_Task to carry out:_ Copy out the lines below word for word, changing nothing.

[Excerpts from a location annotation dataset]

■ ■ ■ ■ ■ ■ ■

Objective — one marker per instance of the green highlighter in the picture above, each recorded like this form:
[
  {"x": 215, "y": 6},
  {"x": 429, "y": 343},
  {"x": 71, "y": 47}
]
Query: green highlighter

■ ■ ■ ■ ■ ■ ■

_Written solution:_
Objective — one marker per instance of the green highlighter in the picture above, each recorded like this form:
[
  {"x": 215, "y": 6},
  {"x": 429, "y": 343},
  {"x": 71, "y": 47}
]
Query: green highlighter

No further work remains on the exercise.